Listing from a point labeling set:
[start]

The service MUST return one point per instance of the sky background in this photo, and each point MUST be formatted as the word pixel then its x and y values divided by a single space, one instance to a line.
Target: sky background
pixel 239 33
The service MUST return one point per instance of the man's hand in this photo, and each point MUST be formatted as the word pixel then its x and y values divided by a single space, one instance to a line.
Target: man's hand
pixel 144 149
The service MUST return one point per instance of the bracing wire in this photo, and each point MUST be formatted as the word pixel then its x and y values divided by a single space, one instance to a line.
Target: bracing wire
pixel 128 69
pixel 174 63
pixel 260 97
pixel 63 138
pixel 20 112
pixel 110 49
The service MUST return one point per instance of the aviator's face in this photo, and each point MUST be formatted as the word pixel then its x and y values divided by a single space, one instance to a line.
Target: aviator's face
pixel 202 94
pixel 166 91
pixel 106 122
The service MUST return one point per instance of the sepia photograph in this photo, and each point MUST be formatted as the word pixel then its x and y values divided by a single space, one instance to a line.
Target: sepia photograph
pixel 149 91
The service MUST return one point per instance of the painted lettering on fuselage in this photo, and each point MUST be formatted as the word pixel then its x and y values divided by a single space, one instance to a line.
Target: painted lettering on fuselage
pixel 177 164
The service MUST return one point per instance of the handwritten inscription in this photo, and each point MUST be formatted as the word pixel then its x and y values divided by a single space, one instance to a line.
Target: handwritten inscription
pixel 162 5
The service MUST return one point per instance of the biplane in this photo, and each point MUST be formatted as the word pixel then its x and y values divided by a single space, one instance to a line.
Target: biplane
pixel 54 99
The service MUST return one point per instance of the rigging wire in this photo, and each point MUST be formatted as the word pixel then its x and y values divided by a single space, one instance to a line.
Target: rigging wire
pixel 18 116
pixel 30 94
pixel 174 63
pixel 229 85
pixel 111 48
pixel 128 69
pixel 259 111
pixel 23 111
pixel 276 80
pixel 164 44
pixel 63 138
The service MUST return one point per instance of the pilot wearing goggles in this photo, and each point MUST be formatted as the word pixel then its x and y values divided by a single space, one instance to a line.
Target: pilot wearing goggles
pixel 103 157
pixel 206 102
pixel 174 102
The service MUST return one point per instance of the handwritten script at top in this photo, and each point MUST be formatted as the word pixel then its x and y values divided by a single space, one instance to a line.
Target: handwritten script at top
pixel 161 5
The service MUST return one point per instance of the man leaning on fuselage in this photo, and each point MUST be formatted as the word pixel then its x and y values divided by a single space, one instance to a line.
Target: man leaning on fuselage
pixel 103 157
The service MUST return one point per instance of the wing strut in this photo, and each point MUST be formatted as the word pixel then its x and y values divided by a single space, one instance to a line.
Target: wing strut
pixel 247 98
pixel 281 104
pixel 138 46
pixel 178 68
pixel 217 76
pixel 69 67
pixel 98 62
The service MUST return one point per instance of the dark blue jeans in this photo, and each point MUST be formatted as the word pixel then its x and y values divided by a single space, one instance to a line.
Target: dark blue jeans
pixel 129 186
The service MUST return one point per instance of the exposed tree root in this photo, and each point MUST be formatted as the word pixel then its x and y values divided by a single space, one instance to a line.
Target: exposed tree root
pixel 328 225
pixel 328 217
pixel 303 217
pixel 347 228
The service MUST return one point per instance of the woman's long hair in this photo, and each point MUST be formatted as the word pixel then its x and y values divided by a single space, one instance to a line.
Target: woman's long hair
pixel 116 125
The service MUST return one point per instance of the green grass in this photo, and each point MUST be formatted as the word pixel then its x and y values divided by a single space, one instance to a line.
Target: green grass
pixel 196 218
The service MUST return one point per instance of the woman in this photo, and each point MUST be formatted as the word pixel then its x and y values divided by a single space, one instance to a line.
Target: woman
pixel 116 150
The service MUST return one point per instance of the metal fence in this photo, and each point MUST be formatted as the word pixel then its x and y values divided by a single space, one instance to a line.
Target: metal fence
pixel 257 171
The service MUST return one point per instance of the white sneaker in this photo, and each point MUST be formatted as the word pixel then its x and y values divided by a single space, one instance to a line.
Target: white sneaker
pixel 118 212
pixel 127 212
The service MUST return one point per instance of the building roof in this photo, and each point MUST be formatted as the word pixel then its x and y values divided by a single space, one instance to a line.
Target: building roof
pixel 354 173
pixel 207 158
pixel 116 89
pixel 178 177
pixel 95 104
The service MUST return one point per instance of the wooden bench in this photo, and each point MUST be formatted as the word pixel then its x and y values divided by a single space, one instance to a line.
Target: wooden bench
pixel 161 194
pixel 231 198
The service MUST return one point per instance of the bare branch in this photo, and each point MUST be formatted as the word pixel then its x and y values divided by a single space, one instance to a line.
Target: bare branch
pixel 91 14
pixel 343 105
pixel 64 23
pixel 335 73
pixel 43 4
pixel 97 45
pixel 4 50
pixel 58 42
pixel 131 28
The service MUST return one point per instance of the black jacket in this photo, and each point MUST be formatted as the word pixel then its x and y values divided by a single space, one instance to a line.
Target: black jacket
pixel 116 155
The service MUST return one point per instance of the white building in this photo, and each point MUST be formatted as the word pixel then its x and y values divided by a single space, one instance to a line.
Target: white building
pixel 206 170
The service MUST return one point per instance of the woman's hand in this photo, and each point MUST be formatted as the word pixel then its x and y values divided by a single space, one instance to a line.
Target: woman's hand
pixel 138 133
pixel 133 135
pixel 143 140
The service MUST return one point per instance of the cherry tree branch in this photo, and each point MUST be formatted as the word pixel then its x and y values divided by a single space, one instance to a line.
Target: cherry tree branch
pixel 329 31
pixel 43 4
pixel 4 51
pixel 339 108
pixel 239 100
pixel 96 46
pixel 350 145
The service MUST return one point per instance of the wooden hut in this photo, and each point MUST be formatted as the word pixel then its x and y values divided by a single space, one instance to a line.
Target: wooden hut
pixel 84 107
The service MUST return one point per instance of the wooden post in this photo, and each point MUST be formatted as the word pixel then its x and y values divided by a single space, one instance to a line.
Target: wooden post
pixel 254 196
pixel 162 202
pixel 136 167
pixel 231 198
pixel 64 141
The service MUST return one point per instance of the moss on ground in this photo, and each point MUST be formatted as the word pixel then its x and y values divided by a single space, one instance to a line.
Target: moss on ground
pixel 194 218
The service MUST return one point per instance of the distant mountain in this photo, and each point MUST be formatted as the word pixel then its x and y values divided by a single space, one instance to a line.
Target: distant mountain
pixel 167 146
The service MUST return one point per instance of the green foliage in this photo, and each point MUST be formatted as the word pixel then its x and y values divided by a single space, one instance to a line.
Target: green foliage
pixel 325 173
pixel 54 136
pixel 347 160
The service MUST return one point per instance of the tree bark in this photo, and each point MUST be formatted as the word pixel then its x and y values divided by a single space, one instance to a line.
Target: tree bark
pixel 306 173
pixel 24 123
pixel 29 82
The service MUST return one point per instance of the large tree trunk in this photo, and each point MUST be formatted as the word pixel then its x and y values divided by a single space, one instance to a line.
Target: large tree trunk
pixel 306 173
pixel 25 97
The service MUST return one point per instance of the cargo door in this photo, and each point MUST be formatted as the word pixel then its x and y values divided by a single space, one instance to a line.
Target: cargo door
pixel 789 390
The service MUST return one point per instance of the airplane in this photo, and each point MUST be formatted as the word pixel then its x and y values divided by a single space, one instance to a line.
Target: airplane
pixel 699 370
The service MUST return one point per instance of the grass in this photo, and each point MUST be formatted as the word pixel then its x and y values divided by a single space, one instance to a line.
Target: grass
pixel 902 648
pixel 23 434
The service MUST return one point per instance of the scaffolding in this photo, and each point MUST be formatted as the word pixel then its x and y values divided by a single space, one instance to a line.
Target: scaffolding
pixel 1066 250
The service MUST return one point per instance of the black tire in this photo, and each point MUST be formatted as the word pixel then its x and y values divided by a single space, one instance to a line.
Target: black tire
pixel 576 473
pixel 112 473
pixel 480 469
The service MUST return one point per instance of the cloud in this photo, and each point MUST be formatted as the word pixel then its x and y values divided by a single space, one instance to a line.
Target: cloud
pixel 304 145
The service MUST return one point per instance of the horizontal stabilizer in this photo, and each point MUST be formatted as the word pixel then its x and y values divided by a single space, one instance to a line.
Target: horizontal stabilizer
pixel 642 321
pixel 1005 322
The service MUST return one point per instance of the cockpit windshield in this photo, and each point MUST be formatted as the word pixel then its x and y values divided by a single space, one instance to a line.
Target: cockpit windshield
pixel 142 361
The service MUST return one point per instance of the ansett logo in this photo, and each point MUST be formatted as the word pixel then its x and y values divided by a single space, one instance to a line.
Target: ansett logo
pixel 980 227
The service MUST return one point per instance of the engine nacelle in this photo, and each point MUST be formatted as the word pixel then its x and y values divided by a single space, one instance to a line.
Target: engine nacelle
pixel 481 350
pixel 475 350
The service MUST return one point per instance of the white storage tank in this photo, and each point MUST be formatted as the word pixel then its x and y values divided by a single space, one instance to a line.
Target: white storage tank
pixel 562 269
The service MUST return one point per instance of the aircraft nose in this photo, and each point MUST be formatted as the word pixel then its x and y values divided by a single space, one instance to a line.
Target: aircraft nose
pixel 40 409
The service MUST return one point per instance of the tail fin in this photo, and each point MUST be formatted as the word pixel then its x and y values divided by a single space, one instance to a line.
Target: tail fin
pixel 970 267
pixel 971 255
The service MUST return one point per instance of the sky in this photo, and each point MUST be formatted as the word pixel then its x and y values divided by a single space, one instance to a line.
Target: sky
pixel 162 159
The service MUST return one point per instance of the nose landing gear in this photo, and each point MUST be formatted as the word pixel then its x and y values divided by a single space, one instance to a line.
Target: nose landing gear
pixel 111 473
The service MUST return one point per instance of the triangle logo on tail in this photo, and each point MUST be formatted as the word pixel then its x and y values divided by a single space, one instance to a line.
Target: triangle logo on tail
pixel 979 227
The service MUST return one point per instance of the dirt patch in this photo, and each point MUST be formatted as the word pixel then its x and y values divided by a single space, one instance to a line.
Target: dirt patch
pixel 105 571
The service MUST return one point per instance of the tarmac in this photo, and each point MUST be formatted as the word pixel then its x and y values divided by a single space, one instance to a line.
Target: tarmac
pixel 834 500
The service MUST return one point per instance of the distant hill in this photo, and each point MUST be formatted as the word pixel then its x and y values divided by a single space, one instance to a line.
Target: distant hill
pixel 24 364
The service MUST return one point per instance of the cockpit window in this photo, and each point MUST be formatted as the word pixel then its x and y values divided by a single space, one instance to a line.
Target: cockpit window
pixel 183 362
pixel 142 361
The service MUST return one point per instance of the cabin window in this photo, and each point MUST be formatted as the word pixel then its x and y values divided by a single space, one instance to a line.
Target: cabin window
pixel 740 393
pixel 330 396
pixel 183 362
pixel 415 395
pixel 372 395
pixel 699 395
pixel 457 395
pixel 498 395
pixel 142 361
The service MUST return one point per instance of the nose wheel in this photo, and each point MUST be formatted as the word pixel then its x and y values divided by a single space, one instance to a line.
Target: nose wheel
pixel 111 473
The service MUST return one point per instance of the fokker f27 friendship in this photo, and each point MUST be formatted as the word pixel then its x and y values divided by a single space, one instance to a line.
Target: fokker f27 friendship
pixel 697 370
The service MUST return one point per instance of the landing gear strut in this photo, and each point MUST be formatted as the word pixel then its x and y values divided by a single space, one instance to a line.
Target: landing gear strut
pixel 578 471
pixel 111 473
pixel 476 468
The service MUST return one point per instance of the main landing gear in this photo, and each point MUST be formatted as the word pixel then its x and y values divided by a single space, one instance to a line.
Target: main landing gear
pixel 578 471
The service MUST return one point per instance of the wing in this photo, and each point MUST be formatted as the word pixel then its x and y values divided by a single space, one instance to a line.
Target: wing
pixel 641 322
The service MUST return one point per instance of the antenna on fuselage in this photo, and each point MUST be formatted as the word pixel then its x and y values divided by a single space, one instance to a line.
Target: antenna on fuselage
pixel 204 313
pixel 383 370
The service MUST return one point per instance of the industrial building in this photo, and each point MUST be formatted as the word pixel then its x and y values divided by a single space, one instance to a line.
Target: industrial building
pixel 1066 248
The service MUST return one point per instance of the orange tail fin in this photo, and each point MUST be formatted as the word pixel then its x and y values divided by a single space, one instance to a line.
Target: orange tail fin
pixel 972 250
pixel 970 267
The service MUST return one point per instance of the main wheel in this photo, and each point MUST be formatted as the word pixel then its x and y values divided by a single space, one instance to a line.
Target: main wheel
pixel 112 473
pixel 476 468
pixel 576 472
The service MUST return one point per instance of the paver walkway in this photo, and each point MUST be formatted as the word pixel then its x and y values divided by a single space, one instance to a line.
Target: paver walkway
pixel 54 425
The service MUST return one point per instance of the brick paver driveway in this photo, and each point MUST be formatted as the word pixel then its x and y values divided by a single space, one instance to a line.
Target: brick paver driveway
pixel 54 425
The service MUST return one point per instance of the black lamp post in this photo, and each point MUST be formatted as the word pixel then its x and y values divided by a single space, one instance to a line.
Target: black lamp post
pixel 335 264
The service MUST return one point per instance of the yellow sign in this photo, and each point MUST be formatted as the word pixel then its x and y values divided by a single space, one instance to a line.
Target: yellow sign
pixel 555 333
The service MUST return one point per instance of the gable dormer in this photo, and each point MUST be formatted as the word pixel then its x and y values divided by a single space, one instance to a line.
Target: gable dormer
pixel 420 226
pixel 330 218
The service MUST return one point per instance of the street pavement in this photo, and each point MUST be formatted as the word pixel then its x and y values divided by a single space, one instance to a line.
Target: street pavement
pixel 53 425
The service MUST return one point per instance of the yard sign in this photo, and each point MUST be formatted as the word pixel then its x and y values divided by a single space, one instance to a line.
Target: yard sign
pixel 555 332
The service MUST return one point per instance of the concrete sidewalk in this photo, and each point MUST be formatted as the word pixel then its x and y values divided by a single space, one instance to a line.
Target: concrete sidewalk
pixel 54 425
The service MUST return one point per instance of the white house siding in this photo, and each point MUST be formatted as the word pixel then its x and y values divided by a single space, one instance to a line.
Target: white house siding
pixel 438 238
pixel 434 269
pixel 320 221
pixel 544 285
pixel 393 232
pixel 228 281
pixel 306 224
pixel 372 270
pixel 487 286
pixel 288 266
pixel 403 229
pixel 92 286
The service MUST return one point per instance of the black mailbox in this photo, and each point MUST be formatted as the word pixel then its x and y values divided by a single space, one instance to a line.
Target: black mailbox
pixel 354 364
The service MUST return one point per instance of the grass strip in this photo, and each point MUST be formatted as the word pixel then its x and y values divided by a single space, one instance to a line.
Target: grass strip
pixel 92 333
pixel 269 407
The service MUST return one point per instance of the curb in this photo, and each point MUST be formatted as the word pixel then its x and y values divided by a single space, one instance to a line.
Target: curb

[end]

TASK DETAILS: Convert the lines of the listing from the line with "the green grass" to the line with "pixel 196 218", both included, into a JSON list of strings with one string per line and blank lines omitted.

THE REPLY:
[
  "The service MUST return one point per instance of the green grass in this photo, and each point MUST be formatted as the word pixel then its x and y values divided by a single space, one instance to a line.",
  "Target: green grass",
  "pixel 196 218"
]